● Required work: Among the lines below, count those with "face". Give only the number.

● Stored entries:
==================================================
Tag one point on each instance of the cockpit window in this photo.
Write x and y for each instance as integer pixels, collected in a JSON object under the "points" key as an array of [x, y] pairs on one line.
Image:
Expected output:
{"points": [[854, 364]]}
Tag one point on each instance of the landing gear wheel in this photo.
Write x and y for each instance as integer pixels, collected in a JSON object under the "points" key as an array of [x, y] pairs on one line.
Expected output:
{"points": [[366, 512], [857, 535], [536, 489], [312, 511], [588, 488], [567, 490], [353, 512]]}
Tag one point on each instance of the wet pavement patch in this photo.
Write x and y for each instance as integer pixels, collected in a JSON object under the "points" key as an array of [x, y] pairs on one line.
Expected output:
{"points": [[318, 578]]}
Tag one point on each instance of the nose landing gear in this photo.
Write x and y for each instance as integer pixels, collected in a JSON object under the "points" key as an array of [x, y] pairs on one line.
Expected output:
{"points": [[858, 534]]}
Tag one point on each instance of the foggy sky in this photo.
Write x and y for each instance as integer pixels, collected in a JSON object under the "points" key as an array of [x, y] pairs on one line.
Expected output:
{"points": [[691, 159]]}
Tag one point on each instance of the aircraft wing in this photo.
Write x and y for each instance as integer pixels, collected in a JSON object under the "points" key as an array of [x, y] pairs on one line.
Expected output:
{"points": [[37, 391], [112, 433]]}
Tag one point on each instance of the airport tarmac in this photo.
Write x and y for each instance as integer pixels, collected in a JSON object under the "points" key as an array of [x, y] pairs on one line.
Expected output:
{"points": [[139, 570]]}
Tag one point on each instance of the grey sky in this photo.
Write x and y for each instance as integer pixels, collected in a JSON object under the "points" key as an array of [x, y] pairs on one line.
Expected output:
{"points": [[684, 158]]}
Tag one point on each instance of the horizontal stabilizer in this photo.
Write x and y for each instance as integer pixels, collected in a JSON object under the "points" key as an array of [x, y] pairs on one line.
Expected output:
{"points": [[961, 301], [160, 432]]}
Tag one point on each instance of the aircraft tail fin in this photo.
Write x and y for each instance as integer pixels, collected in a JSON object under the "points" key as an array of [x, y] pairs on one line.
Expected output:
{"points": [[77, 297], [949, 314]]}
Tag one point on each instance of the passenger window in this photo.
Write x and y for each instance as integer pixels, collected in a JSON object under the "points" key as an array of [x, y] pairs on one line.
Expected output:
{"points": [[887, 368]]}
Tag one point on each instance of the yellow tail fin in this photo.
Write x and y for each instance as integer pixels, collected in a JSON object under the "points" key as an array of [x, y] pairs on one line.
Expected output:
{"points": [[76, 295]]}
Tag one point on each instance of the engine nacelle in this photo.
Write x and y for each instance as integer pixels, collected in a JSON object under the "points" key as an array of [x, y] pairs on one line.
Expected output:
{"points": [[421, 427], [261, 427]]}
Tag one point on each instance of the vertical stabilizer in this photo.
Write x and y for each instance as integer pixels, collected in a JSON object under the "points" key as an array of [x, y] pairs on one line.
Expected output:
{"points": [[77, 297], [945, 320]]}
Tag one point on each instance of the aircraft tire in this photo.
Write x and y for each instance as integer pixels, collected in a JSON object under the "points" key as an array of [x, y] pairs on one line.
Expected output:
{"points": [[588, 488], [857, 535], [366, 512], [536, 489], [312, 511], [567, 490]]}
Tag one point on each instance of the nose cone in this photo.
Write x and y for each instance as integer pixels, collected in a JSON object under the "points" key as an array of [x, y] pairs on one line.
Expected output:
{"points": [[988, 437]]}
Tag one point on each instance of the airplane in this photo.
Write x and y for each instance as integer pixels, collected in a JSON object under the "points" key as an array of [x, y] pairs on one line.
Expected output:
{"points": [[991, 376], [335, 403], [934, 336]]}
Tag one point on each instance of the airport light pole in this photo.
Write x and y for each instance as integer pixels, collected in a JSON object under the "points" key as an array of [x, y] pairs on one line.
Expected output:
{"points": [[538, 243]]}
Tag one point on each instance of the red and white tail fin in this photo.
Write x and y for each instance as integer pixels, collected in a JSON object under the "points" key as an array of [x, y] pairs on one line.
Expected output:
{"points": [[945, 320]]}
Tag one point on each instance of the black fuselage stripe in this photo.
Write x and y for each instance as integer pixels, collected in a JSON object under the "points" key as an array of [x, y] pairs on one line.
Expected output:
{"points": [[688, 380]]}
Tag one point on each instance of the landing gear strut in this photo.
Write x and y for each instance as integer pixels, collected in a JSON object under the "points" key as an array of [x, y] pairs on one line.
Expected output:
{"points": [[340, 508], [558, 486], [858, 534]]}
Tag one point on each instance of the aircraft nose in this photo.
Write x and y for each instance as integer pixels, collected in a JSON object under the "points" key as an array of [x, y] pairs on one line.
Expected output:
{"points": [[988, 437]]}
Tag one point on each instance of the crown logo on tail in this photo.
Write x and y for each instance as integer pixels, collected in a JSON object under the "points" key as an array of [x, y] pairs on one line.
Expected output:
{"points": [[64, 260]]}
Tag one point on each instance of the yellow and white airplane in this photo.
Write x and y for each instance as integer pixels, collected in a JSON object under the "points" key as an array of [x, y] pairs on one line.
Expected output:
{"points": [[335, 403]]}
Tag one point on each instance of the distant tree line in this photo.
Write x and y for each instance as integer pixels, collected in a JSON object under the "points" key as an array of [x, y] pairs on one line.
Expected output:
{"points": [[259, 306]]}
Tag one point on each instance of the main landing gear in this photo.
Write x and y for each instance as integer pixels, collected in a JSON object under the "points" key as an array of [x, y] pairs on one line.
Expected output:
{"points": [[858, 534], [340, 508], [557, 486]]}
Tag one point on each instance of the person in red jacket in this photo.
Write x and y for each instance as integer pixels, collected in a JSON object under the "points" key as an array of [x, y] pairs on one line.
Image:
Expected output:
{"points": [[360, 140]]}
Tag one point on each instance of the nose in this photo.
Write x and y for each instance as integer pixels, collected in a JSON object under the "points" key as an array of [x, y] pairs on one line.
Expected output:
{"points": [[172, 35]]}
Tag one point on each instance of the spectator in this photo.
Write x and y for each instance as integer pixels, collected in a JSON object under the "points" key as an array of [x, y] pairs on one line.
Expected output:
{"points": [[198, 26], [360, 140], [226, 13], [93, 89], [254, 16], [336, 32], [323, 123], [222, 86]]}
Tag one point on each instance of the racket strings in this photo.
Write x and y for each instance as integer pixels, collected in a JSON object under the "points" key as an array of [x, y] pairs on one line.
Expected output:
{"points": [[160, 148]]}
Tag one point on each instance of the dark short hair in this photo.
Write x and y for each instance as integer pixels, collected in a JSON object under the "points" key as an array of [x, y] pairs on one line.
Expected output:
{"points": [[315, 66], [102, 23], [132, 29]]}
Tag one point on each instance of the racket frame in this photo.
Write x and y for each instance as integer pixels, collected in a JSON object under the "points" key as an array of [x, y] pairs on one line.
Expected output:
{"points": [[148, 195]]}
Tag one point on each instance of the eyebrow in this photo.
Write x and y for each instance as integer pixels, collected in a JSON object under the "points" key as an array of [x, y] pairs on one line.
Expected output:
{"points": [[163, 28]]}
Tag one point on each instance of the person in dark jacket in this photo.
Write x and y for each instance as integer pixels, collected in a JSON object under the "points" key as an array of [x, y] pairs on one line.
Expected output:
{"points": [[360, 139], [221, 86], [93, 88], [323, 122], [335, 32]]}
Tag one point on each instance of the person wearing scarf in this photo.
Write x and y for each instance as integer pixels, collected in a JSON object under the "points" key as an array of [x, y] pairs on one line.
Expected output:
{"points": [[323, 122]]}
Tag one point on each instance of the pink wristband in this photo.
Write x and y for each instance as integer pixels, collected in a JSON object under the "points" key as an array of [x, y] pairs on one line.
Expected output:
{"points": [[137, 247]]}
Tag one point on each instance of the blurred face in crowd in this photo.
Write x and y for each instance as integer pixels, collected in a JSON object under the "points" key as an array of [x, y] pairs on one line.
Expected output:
==================================================
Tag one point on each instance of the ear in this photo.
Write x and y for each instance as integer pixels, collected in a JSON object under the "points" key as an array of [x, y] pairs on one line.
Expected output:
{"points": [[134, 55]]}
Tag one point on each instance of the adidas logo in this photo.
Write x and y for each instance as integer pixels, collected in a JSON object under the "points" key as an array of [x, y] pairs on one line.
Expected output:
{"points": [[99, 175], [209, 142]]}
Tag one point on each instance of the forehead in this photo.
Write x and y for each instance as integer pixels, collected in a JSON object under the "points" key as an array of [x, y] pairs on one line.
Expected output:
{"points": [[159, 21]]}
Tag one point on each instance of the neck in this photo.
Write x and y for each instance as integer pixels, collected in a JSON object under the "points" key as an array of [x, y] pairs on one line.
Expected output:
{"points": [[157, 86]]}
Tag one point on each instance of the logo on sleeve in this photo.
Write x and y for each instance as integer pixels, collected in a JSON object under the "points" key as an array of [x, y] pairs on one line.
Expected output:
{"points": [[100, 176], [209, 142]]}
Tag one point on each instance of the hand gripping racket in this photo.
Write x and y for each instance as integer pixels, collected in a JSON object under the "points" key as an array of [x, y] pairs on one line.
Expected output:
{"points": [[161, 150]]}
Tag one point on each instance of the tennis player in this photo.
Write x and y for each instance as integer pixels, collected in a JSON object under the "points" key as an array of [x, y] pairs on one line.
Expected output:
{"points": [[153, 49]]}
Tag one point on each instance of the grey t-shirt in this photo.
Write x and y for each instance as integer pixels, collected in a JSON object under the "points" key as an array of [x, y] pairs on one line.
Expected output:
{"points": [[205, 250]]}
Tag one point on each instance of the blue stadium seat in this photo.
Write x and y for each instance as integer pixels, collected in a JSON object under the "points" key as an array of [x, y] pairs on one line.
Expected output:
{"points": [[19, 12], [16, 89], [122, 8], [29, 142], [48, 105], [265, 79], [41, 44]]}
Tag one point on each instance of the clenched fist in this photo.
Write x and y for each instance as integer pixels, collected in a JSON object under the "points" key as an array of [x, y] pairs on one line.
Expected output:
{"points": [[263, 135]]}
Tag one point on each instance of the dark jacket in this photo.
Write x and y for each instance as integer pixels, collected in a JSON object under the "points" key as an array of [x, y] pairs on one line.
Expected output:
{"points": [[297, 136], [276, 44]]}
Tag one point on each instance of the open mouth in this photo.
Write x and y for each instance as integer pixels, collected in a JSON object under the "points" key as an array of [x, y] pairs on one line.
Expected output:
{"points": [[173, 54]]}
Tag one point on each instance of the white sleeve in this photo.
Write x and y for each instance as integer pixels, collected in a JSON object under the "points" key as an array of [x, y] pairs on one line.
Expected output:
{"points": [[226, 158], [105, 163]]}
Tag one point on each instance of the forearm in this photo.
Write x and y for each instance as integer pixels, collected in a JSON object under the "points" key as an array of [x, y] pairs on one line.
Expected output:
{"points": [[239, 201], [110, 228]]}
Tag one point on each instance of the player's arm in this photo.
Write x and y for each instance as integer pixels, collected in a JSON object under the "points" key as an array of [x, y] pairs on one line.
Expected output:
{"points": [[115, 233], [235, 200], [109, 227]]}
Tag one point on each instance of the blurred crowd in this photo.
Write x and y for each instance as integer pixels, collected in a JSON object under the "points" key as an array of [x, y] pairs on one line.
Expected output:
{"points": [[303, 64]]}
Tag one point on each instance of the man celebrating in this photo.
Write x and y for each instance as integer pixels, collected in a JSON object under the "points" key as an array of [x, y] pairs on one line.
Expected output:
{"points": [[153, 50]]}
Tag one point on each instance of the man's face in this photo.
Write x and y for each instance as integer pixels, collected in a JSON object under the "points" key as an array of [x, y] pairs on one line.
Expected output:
==================================================
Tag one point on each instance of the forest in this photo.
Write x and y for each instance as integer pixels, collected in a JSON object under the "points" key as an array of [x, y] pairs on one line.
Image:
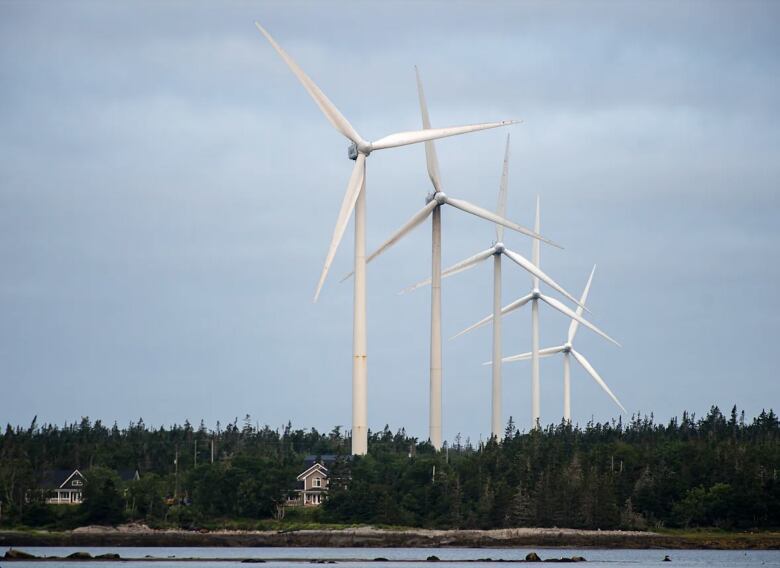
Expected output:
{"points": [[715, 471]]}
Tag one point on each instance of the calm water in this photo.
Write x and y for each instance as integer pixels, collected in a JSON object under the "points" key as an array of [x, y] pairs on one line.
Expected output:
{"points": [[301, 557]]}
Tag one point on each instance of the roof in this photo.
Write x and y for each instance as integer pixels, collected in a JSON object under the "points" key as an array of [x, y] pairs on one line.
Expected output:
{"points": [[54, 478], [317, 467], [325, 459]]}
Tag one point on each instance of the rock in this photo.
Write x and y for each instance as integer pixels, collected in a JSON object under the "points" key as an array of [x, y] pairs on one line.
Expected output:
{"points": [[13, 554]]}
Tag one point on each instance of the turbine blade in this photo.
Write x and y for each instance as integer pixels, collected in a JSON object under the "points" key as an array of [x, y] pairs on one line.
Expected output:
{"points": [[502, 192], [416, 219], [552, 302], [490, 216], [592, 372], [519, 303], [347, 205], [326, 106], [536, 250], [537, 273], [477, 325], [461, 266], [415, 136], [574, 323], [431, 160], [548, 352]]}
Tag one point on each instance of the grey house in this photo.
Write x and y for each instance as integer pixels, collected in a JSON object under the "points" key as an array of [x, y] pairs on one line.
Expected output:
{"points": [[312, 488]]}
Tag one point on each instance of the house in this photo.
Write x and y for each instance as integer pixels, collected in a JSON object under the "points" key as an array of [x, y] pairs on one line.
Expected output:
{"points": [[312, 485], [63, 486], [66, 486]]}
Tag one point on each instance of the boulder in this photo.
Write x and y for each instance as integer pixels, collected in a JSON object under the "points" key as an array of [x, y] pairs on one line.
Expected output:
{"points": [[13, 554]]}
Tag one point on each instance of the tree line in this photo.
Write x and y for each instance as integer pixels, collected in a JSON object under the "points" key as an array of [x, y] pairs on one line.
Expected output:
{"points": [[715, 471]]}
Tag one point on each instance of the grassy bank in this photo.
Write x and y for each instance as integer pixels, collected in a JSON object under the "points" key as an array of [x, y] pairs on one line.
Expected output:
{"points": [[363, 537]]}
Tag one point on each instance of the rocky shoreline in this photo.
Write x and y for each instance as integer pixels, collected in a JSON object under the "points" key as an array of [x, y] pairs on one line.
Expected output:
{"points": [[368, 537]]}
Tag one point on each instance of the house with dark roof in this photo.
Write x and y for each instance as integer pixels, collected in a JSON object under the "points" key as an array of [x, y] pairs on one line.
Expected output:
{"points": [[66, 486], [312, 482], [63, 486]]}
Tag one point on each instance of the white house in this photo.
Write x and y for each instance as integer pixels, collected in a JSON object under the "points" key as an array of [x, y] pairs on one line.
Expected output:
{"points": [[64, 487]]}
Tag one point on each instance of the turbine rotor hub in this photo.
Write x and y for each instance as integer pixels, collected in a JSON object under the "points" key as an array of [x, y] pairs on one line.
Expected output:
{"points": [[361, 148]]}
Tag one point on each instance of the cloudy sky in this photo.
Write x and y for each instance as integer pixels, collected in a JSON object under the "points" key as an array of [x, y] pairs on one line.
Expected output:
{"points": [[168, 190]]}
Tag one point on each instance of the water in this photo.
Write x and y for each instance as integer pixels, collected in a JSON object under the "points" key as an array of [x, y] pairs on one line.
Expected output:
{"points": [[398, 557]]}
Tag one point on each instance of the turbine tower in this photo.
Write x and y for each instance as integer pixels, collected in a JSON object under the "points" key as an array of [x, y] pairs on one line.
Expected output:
==================================================
● Response to the exercise: 2